Top of Record extracts

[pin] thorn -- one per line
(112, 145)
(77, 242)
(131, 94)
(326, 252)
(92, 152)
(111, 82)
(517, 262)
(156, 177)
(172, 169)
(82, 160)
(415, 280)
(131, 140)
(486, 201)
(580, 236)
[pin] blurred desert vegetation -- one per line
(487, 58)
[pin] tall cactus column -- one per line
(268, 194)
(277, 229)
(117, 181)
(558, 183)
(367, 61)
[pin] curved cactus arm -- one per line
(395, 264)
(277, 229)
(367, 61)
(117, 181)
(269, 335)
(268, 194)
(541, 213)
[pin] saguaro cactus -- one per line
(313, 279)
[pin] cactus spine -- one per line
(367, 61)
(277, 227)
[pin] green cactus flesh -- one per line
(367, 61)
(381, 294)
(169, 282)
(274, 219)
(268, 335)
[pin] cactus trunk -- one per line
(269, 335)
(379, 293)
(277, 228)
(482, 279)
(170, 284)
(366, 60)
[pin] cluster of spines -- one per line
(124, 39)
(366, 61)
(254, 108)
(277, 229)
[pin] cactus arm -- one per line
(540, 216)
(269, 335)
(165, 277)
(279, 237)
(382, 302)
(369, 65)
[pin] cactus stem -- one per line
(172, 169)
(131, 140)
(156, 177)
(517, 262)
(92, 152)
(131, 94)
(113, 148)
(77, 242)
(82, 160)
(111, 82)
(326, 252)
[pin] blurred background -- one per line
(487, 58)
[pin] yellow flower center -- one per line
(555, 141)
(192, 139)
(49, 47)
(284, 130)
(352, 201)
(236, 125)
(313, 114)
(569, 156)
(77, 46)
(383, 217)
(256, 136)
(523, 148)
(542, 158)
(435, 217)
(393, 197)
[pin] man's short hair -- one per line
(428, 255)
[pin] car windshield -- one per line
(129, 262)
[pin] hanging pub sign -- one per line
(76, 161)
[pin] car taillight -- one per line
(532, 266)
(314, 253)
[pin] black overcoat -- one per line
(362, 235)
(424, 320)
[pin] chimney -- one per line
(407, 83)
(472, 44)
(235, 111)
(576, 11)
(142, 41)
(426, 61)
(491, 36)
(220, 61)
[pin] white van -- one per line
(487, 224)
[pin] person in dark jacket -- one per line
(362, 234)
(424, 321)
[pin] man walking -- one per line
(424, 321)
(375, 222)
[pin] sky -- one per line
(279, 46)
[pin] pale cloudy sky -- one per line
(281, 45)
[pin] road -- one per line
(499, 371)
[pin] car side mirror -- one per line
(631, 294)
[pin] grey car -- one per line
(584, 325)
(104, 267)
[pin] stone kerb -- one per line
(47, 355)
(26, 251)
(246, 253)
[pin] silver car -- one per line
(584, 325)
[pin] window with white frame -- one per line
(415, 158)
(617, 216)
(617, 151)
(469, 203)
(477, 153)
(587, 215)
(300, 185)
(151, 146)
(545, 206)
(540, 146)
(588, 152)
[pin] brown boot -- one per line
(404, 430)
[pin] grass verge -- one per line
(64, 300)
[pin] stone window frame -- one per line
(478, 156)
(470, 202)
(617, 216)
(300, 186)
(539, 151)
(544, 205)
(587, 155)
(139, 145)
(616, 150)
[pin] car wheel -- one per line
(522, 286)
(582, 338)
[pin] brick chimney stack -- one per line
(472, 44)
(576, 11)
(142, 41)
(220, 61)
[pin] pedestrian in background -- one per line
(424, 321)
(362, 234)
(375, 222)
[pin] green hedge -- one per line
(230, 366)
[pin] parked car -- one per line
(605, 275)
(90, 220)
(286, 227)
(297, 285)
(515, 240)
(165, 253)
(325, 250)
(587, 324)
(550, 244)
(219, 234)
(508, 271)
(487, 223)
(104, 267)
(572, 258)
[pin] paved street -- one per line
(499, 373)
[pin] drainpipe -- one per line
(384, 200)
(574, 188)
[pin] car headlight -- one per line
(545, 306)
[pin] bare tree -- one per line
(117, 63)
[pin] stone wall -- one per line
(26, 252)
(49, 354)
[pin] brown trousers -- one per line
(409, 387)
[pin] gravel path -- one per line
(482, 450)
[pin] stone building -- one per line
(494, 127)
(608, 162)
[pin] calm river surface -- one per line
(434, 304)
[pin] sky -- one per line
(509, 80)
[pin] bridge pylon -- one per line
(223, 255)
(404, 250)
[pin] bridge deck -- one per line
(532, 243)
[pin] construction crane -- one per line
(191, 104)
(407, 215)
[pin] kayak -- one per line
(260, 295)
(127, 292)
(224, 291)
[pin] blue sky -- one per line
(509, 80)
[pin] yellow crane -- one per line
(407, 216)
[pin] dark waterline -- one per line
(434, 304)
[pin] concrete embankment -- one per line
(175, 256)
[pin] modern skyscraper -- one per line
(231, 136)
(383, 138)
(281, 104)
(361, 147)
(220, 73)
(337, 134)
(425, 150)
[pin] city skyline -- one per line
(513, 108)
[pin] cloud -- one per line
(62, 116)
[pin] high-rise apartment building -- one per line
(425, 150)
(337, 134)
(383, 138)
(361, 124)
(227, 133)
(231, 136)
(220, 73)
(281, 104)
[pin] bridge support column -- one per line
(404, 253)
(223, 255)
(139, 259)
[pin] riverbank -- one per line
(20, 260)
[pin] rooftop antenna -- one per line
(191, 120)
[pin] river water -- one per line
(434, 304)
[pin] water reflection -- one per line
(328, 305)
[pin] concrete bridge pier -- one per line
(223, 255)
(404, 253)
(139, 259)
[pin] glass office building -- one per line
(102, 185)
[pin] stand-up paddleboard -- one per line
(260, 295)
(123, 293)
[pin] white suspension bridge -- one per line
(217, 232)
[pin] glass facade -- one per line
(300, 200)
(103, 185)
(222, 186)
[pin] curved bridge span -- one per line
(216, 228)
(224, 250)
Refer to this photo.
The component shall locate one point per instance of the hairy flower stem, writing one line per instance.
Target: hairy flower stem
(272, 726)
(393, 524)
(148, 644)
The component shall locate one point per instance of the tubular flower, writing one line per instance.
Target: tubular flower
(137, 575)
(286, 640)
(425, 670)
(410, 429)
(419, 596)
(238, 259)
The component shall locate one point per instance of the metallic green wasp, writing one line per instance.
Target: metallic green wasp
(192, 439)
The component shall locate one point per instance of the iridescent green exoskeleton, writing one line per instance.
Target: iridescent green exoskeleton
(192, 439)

Bottom of Record extracts

# Task prompt
Where the string "component" appears in a line of the entries, count that line, and state the total alone.

# Solution for this exercise
4